Prompt: Return the part of the Egypt news report between "Doctors, medical supplies" and "to a close.", inclusive, copied word for word.

Given passage:
Muslim Brotherhood spokesman Assam el-Aryan said his party won't contest the next election, but it will help with the transition of power.
"We are ready for any duty, any burden that can be given to us as a task for the future of our country," he said.
On Saturday, Hossam Badrawi, the new secretary general of the ruling National Democratic Party, replaced Safwat El Sherif, who resigned from the post. At the same time the president's son, Gamal Mubarak, stepped down as head of the party's policies committee.
Doctors, medical supplies enter protest square
Several women were among the anti-government demonstrators who continued to occupy Cairo's Tahrir Square as the weekend came to a close.
SOCIAL MEDIAUprising in Egypt: Feb. 06, 2011
As thousands of chanting protesters gathered in the square, doctors in white coats came with medical supplies, the CBC's David Common reported from the scene.
Protesters have been camped out in the square for a week, but supplies have been flowing in for the past two days.
Meanwhile, garbage trucks were making the rounds again and banks near the square were able to reopen on Sunday.
People have been clamouring to get into the banks amid reports that automated tellers have been running out of money.
Overnight, the army set up checkpoints farther away from the square in central Cairo. David Common said he saw the army confiscating food and other supplies and he heard they were turning away cars but letting pro-government supporters through.
The UN estimates at least 300 people have been killed and thousands more wounded in the unrest in Egypt.
Stability in Egypt of global concern: Cannon
Canadian Foreign Affairs Minister Lawrence Cannon said it's up to Egyptians to determine the political makeup of their country, but Canada is calling for respect for human rights, religious freedoms and for Egypt to continue to recognize the state of Israel.
"There must be stability in that region because it does affect global security," Cannon told CBC News on Sunday in an interview from Ottawa.
Cannon revealed that nearly 500 Canadians have opted to voluntarily leave Egypt on flights arranged by the Canadian government.
When the service to help Canadians leave the country for connecting flights in Europe began early last week, Foreign Affairs estimated that about 6,500 Canadians were in Egypt, including 1,200 registered with the Canadian Embassy.
Regular commercial flights out of Egypt are still available, Cannon noted.

Excerpted records:
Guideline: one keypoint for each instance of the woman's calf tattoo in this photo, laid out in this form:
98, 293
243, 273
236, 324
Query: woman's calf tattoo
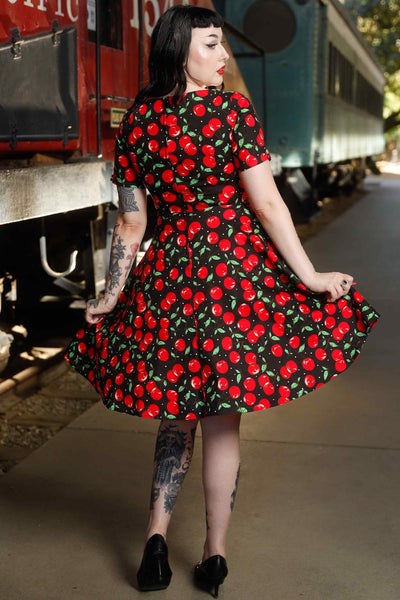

Answer below:
Doctors, medical supplies enter protest square
Several women were among the anti-government demonstrators who continued to occupy Cairo's Tahrir Square as the weekend came to a close.